◆ Extract to read ◆

----

I would like everyone to know of the most recent FDA approved drug for women. In a press release on Feb 26, 2013 Shionogi & Co., Ltd. announced that the F.D.A. has approved a non-steroidal treatment for women with dyspareunia due to menopause.
The U.S. Food and Drug Administration (FDA) has approved Osphena™ (ospemifene) tablets for the treatment of moderate to severe dyspareunia (painful intercourse), a symptom of vulvar and vaginal atrophy (VVA), due to menopause.
Osphena™, as an estrogen agonist/antagonist with tissue selective effects, is the first and only oral treatment alternative to vaginal or oral steroidal estrogens for women with dyspareunia due to menopause. Its biological actions are mediated through binding to estrogen receptors, which results in activation of estrogenic pathways in some tissues (agonism) and blockade of estrogenic pathways in others (antagonism). The efficacy and safety of Osphena™ was demonstrated in three clinical trials. Osphena™ demonstrated significant improvements in dyspareunia (painful intercourse) as well as on the physical changes of the vagina associated with menopause. These improvements include increased superficial cells and decreased parabasal cells and vaginal pH.
They also reported that more than half of all women in the U.S. will experience these symptoms at some time after menopause.

----

◆ Record extracts ◆
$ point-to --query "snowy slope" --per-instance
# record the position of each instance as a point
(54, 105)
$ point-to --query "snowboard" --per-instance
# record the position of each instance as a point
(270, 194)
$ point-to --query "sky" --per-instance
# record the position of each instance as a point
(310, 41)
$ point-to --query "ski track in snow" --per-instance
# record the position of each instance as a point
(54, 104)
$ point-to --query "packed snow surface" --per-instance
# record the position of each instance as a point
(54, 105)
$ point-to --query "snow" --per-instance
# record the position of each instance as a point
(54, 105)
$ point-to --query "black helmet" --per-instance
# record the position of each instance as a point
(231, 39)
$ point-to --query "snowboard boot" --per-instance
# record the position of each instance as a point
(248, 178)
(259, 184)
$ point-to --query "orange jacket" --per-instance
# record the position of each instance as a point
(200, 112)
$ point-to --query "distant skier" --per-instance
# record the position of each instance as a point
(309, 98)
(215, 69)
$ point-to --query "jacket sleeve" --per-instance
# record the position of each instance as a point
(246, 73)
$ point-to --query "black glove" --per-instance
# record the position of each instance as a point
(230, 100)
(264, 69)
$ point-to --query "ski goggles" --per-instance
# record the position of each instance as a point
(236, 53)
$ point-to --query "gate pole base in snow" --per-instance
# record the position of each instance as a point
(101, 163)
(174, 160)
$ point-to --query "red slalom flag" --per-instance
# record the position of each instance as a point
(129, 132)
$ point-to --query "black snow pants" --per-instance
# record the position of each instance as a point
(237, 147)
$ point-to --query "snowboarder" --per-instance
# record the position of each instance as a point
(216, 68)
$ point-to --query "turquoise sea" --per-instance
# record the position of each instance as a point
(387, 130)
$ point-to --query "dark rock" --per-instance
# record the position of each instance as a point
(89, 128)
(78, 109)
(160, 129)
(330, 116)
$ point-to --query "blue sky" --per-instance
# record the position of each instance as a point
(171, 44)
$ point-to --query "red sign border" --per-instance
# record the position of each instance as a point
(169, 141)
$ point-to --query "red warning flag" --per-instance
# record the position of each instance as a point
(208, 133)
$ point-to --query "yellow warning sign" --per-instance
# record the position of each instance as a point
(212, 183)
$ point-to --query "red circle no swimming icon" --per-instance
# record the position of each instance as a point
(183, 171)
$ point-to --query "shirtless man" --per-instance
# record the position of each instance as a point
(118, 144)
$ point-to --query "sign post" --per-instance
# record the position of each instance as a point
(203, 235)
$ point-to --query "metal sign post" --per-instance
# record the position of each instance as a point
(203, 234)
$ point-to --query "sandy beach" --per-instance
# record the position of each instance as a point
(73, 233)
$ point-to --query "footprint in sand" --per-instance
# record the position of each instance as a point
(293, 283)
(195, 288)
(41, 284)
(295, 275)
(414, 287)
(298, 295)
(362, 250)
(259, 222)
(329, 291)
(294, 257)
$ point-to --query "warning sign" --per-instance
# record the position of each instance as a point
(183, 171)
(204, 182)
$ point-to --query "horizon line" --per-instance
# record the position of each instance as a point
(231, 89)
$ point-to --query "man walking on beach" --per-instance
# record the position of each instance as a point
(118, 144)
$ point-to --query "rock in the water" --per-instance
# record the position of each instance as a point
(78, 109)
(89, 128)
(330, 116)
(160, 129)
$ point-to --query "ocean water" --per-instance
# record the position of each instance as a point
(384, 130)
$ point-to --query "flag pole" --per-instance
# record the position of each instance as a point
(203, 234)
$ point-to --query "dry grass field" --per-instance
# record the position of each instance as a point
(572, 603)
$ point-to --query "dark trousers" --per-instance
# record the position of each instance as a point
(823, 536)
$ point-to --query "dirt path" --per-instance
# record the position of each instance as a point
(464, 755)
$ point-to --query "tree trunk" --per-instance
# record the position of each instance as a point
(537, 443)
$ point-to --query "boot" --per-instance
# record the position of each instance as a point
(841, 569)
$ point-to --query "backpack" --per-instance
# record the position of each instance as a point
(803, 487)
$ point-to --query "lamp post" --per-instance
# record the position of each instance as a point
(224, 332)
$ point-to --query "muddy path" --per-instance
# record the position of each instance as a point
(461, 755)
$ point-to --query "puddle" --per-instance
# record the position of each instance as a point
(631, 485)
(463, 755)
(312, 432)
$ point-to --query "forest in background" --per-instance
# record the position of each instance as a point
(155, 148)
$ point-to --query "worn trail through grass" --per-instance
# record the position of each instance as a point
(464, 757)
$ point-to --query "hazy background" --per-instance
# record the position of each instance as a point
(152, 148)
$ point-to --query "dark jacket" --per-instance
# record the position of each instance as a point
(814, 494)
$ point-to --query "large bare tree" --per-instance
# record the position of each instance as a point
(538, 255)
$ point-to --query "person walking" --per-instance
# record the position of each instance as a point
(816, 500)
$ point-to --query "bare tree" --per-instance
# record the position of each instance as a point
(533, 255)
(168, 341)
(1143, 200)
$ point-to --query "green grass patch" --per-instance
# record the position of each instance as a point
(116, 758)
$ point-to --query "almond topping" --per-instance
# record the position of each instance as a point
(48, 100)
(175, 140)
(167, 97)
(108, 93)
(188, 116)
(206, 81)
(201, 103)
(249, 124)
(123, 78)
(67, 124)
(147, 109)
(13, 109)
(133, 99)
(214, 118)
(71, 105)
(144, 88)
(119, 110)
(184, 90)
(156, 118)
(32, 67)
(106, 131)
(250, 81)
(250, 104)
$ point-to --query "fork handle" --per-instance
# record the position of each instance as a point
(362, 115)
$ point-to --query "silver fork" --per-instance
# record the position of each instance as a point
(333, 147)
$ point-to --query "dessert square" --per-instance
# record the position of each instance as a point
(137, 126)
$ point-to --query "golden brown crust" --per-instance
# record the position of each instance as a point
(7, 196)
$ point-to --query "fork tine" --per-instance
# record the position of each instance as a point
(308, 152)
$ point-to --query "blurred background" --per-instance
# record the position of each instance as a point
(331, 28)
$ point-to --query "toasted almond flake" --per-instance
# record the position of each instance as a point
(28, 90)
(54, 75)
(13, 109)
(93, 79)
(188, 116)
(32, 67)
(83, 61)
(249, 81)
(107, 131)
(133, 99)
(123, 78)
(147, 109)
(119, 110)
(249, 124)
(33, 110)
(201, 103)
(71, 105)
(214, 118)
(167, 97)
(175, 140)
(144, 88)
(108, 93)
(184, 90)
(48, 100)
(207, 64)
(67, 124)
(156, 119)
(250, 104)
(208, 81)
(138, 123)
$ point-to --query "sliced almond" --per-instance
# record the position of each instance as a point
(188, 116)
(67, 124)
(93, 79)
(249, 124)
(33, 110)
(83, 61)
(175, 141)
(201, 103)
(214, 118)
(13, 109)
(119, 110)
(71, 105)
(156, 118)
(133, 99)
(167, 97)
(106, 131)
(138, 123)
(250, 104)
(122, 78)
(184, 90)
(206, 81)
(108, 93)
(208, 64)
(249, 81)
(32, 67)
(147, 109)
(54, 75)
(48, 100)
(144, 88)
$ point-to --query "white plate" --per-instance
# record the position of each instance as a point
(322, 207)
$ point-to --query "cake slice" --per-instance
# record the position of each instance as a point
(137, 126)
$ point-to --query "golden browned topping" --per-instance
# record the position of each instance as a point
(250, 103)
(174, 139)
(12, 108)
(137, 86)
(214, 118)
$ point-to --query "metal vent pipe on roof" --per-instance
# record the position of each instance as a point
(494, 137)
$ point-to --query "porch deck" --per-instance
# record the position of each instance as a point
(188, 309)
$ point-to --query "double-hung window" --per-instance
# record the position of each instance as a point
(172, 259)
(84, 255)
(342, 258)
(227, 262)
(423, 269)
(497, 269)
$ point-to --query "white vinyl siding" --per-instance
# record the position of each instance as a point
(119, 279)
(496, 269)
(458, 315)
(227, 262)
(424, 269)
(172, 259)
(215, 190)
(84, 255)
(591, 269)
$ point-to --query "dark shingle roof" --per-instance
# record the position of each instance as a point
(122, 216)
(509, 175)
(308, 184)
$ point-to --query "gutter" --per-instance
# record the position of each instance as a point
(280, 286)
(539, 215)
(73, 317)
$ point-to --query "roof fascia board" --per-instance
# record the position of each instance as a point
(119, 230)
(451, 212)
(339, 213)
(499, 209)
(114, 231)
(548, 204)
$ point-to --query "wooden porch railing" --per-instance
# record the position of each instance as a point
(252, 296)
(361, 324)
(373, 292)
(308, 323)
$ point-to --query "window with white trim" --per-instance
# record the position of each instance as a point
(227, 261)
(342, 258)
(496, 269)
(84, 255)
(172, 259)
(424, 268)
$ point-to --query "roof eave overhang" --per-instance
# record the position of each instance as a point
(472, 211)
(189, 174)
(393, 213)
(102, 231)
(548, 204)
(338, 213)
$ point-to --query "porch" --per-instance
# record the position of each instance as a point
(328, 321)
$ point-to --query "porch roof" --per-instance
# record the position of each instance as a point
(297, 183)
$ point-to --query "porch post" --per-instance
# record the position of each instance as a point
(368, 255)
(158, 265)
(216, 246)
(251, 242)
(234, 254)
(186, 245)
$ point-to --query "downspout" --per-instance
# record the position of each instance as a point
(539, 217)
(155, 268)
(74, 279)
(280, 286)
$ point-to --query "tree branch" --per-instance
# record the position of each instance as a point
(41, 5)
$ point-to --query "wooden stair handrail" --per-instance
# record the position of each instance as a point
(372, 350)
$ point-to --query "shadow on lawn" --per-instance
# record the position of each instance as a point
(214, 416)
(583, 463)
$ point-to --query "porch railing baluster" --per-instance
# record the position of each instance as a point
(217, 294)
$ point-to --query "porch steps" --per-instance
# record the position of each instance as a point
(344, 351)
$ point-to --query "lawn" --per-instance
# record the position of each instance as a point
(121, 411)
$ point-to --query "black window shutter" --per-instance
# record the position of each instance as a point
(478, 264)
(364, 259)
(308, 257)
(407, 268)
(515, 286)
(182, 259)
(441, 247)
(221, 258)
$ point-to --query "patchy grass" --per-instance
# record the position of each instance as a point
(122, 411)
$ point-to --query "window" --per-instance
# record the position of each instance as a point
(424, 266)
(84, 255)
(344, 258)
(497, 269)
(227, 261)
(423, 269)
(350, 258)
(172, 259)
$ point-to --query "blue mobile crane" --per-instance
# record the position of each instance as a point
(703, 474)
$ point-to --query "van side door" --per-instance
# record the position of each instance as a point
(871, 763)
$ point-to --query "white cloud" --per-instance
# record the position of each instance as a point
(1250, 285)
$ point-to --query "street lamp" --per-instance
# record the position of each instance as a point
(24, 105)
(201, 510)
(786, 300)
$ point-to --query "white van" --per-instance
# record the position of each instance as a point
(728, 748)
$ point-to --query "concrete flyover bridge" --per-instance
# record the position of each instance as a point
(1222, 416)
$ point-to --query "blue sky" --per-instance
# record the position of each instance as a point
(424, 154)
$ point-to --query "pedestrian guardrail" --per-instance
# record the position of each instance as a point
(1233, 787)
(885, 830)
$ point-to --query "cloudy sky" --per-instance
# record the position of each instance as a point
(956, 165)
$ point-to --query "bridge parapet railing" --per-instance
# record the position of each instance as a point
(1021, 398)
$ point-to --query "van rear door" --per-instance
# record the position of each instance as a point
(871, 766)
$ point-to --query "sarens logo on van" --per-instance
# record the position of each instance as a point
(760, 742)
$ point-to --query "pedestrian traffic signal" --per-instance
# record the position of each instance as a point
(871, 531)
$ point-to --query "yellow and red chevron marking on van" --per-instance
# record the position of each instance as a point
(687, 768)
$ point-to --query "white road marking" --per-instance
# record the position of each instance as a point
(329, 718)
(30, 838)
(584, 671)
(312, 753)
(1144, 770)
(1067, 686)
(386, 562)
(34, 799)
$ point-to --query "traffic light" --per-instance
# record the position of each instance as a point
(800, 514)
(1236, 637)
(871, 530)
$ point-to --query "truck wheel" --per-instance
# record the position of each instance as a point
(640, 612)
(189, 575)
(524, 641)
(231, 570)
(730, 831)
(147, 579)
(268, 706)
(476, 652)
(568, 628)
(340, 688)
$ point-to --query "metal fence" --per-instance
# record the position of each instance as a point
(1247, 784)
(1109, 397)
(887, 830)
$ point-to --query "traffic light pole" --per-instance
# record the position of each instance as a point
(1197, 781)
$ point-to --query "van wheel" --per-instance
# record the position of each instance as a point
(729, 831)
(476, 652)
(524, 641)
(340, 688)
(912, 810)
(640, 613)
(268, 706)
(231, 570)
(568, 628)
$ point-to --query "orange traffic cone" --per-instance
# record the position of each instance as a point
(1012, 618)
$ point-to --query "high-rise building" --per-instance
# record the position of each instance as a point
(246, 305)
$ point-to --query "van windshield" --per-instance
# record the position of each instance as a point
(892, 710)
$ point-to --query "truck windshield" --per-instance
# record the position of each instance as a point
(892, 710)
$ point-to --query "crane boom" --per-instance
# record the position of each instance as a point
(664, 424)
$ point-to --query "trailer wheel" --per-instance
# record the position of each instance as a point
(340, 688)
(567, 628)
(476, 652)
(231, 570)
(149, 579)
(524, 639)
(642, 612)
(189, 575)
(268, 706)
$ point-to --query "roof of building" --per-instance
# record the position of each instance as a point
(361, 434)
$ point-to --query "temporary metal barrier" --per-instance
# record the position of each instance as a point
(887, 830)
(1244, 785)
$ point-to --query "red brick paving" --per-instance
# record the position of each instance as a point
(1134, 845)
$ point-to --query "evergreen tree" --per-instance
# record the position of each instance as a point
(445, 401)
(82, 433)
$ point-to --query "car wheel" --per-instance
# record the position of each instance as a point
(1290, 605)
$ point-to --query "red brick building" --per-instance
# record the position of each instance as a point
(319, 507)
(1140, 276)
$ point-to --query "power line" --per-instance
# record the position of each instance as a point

----

◆ Exercise details ◆
Pick up the passage on the FDA approval of Osphena for painful intercourse after menopause and continue it from its final sentence.

◆ Exercise answer ◆
"The FDA approval of Osphena™ represents an important advancement in the treatment of dyspareunia, providing an alternative treatment option for the millions of women living with this condition," said John Keller, Ph.D., President and Chief Executive Officer, Shionogi Inc. "We look forward to building our product portfolio in women's health by advancing important therapies, such as Osphena™."
Shionogi obtained exclusive global marketing rights to Osphena™ under a license agreement entered into between Shionogi and QuatRx Pharmaceuticals Company in 2010.
Osphena™ is an estrogen agonist/antagonist with tissue selective effects. Serious risks of estrogen-alone therapy can include increased risk of endometrial cancer, stroke, and deep vein thrombosis (DVT). Osphena™ should be prescribed for the shortest duration consistent with treatment goals for the individual woman. Women considering treatment for dyspareunia are encouraged to discuss the potential risks and benefits of Osphena™ with their healthcare provider.